--- Data extracts Enclosed Below ---

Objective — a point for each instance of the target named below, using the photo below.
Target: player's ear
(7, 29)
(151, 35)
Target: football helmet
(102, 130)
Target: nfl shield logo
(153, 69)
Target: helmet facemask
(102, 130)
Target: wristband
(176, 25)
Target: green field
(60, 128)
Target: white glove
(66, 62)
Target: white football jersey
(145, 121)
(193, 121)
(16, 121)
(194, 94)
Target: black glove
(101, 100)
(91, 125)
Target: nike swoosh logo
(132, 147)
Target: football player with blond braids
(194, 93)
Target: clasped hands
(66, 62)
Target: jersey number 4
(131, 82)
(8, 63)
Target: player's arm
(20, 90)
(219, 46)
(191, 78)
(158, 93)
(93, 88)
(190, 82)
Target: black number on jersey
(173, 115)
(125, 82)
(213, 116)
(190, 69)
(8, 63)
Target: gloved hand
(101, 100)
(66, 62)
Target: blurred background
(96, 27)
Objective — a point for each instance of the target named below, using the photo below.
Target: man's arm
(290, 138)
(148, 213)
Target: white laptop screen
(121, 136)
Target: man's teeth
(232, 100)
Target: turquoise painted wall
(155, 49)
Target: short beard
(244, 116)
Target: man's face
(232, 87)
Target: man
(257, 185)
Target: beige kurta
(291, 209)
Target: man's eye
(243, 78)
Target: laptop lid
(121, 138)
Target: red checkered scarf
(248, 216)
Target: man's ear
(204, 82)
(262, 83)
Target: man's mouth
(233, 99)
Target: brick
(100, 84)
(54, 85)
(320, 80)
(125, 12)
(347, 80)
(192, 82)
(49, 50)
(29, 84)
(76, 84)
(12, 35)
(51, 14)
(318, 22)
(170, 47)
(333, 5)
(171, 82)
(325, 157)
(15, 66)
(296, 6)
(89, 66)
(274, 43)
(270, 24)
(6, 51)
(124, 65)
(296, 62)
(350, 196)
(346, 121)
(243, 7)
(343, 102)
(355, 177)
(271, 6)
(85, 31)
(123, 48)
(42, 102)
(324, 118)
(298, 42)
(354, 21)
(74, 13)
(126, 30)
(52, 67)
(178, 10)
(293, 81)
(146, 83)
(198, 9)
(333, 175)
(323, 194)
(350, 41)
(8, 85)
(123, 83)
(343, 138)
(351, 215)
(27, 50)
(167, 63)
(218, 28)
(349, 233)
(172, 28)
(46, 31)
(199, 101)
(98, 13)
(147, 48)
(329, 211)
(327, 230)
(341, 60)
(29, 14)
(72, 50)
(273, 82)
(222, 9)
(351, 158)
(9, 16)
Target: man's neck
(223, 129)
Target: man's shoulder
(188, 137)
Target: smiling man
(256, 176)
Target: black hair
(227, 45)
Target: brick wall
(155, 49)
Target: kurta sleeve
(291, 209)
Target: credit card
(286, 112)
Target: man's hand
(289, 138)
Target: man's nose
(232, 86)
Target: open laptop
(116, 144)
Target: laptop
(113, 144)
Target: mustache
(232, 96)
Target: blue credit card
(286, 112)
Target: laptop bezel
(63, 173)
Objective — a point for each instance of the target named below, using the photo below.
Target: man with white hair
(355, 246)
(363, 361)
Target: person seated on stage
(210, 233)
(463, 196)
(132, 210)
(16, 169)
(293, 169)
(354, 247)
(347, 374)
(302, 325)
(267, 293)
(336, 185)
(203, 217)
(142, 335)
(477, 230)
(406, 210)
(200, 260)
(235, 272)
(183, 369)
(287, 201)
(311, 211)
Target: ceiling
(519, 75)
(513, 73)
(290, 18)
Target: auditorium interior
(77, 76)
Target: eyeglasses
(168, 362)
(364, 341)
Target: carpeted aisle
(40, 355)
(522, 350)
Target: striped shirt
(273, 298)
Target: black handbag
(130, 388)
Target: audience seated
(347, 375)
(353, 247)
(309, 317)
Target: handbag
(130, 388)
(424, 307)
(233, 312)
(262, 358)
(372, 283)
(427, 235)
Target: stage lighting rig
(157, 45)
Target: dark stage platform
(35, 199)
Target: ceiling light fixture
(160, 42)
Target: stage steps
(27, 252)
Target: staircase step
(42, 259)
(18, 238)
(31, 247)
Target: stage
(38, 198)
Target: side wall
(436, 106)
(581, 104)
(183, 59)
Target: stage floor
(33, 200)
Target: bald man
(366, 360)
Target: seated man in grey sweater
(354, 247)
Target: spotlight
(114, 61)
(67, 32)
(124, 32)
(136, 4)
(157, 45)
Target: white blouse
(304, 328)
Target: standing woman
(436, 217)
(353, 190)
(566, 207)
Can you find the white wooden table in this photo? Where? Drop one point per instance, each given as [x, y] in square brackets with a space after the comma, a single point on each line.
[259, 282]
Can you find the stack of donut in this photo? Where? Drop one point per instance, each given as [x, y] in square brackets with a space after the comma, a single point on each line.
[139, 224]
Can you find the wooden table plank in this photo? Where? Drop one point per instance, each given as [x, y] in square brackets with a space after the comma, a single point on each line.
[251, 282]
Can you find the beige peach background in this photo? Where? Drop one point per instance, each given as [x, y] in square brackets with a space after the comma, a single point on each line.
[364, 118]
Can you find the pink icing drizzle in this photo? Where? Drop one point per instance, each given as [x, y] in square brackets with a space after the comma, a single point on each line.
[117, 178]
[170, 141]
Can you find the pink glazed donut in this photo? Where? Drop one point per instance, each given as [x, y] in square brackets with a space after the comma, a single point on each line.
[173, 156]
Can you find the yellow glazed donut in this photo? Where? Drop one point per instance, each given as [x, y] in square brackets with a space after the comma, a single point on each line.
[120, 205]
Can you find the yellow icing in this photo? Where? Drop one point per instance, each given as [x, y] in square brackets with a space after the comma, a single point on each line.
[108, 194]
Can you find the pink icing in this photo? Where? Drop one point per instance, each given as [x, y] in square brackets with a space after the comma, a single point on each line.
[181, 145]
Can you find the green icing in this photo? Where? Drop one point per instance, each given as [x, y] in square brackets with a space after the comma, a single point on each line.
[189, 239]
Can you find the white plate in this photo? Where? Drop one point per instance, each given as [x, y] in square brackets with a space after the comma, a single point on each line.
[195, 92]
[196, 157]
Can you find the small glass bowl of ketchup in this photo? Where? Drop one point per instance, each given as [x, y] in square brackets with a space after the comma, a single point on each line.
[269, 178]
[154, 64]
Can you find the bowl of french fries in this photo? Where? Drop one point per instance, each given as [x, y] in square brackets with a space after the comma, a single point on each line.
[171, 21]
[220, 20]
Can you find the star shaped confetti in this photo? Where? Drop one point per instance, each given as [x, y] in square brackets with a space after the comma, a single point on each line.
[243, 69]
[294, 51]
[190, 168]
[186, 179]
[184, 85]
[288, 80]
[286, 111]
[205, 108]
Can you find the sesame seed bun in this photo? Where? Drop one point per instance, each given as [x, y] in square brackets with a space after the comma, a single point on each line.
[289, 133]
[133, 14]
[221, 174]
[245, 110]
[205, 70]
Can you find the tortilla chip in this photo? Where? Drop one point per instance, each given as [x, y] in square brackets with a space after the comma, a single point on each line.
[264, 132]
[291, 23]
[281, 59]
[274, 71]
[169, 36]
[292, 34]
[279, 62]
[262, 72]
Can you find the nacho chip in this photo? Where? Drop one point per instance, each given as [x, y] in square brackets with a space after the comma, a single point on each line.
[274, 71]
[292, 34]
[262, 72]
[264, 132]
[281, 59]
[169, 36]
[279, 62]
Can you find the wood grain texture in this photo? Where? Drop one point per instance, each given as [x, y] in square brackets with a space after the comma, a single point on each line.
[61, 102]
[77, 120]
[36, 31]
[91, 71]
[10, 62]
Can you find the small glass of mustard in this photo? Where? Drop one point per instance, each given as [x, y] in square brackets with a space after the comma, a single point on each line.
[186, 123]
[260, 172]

--- End of Enclosed Data extracts ---

◆ Work task
Return every record above exactly as written.

◆ Output for this task
Objective — a point for each instance of the target named below, using the photo below.
Target: player's ear
(7, 29)
(151, 35)
Target: football helmet
(102, 130)
Target: nfl shield logo
(153, 69)
Target: helmet facemask
(102, 130)
Target: wristband
(176, 25)
Target: green field
(60, 128)
Target: white glove
(66, 62)
Target: white football jersey
(145, 121)
(193, 121)
(16, 121)
(194, 94)
Target: black glove
(101, 100)
(91, 125)
Target: nike swoosh logo
(132, 147)
Target: football player with blond braids
(194, 93)
Target: clasped hands
(66, 62)
Target: jersey number 4
(131, 82)
(8, 63)
Target: player's arm
(20, 90)
(219, 46)
(191, 78)
(158, 93)
(93, 88)
(190, 82)
Target: black number on jersey
(173, 115)
(125, 82)
(213, 116)
(190, 69)
(8, 63)
Target: gloved hand
(101, 100)
(66, 62)
Target: blurred background
(96, 27)
Objective — a point for each instance of the target named below, using the photo below.
Target: man's arm
(290, 138)
(148, 213)
Target: white laptop screen
(121, 136)
Target: man's teeth
(232, 100)
Target: turquoise painted wall
(155, 49)
Target: short beard
(244, 116)
Target: man's face
(232, 87)
Target: man
(257, 185)
Target: beige kurta
(291, 209)
Target: man's eye
(243, 78)
Target: laptop lid
(121, 138)
Target: red checkered scarf
(248, 216)
Target: man's ear
(204, 82)
(262, 83)
Target: man's mouth
(233, 99)
Target: brick
(100, 84)
(54, 85)
(320, 80)
(125, 12)
(347, 80)
(192, 82)
(49, 50)
(29, 84)
(76, 84)
(12, 35)
(51, 14)
(318, 22)
(170, 47)
(333, 5)
(171, 82)
(325, 157)
(15, 66)
(296, 6)
(89, 66)
(274, 43)
(270, 24)
(6, 51)
(124, 65)
(296, 62)
(350, 196)
(346, 121)
(243, 7)
(343, 102)
(355, 177)
(271, 6)
(85, 31)
(123, 48)
(42, 102)
(324, 118)
(298, 42)
(354, 21)
(74, 13)
(126, 30)
(52, 67)
(178, 10)
(293, 81)
(146, 83)
(198, 9)
(333, 175)
(323, 194)
(350, 41)
(8, 85)
(123, 83)
(343, 138)
(351, 215)
(27, 50)
(167, 63)
(218, 28)
(349, 233)
(172, 28)
(46, 31)
(199, 101)
(98, 13)
(147, 48)
(329, 211)
(327, 230)
(341, 60)
(29, 14)
(72, 50)
(273, 82)
(222, 9)
(351, 158)
(9, 16)
Target: man's neck
(223, 129)
Target: man's shoulder
(188, 137)
Target: smiling man
(256, 176)
Target: black hair
(227, 45)
Target: brick wall
(155, 49)
Target: kurta sleeve
(291, 209)
Target: credit card
(286, 112)
Target: man's hand
(289, 138)
Target: man's nose
(232, 86)
Target: open laptop
(116, 144)
Target: laptop
(113, 144)
Target: mustache
(232, 96)
Target: blue credit card
(286, 112)
Target: laptop bezel
(63, 173)
Objective — a point for each instance of the target named below, using the photo below.
Target: man with white hair
(355, 246)
(363, 361)
Target: person seated on stage
(210, 233)
(463, 196)
(132, 210)
(16, 169)
(293, 169)
(354, 247)
(347, 374)
(302, 325)
(267, 293)
(336, 185)
(203, 217)
(142, 335)
(477, 230)
(406, 210)
(200, 260)
(235, 272)
(183, 369)
(287, 201)
(311, 211)
Target: ceiling
(519, 75)
(513, 73)
(290, 18)
Target: auditorium interior
(77, 76)
Target: eyeglasses
(168, 362)
(364, 341)
Target: carpeted aisle
(40, 355)
(522, 350)
Target: striped shirt
(273, 298)
Target: black handbag
(130, 388)
Target: audience seated
(347, 375)
(353, 247)
(309, 317)
Target: handbag
(130, 388)
(424, 307)
(233, 312)
(262, 358)
(372, 283)
(427, 235)
Target: stage lighting rig
(157, 45)
Target: dark stage platform
(35, 199)
Target: ceiling light fixture
(160, 42)
Target: stage steps
(27, 252)
Target: staircase step
(42, 259)
(18, 238)
(31, 247)
Target: stage
(38, 198)
Target: side wall
(436, 106)
(581, 104)
(183, 59)
Target: stage floor
(33, 200)
Target: bald man
(366, 360)
Target: seated man in grey sweater
(354, 247)
Target: spotlight
(114, 61)
(67, 32)
(124, 32)
(136, 4)
(157, 45)
Target: white blouse
(304, 328)
Target: standing woman
(436, 217)
(353, 190)
(566, 207)
Can you find the white wooden table in this photo? Where? Drop one point per instance, each given as [x, y] in square brackets with a space after the comma, a single point on each line.
[259, 282]
Can you find the stack of donut in this photo? Where? Drop one point per instance, each given as [x, y] in square brackets with a space after the comma, a single point on each line.
[139, 224]
Can you find the wooden table plank in this photo? Where? Drop one point per instance, each given as [x, y] in square brackets with a space after the comma, a single point on each line.
[251, 282]
Can you find the beige peach background in this photo? Where? Drop one point per instance, each given as [x, y] in square brackets with a space after the comma, a single point on each line.
[364, 118]
Can you find the pink icing drizzle in this photo? Where? Drop one point per instance, each given as [x, y] in square brackets with a space after the comma, a single point on each line.
[117, 178]
[170, 141]
Can you find the pink glazed donut in this photo? Where? Drop one point per instance, each given as [x, y] in square brackets with a space after the comma, a single point on each line.
[173, 156]
Can you find the yellow glazed donut in this photo? Where? Drop one point per instance, each given as [x, y] in square brackets with a space after the comma, a single point on each line.
[120, 205]
Can you find the yellow icing in this photo? Where? Drop one point per instance, each given as [x, y] in square brackets with a space after the comma, a single point on each line.
[108, 194]
Can you find the pink icing in this photo? Where? Drop one point per instance, each given as [x, y] in square brackets with a space after the comma, a single point on each line.
[181, 145]
Can you find the green icing in this photo? Where? Drop one point per instance, each given as [x, y] in square brackets with a space after the comma, a single point on each line.
[189, 239]
Can you find the white plate in this photo? Where? Drop one point per instance, each given as [x, y] in square brackets with a space after the comma, a single point on each line.
[195, 92]
[196, 157]
Can you find the small glass bowl of ketchup in this photo? Where? Drop one point per instance, each given as [x, y] in square brackets with a space after the comma, a single point on each line.
[269, 178]
[154, 64]
Can you find the bowl of french fries in this photo? Where? Drop one point per instance, each given as [x, y] in square brackets with a space after the comma, a single point on each line.
[171, 21]
[220, 20]
Can you find the star shaped confetti in this photo? Where? Drop one point per instance, each given as [x, y] in square brackets with a space after the comma, a single point on each line.
[243, 69]
[294, 51]
[190, 168]
[186, 179]
[184, 85]
[288, 80]
[286, 111]
[205, 108]
Can you find the sesame seed bun in this photo? Where? Drop one point per instance, each given as [x, y] in square brackets with a space after the comma, a single point on each line.
[289, 133]
[133, 14]
[221, 174]
[245, 110]
[205, 70]
Can you find the tortilla chip in this photo? Where? Drop one point per instance, each given as [x, y] in square brackets with a space after the comma, a single point on each line.
[264, 132]
[291, 23]
[281, 59]
[274, 71]
[169, 36]
[292, 34]
[279, 62]
[262, 72]
Can you find the nacho chip in this photo? Where? Drop one point per instance, each given as [x, y] in square brackets with a space after the comma, a single point on each line.
[274, 71]
[292, 34]
[262, 72]
[264, 132]
[281, 59]
[169, 36]
[279, 62]
Can you find the wood grain texture in this photo? Where? Drop one point per instance, each given as [x, y] in square brackets with a space after the comma, a single point on each line.
[61, 102]
[77, 120]
[36, 31]
[91, 71]
[10, 62]
Can you find the small glass of mustard in this photo? Where? Drop one point per instance, each given as [x, y] in square brackets with a space after the comma, a single point on each line.
[186, 123]
[260, 172]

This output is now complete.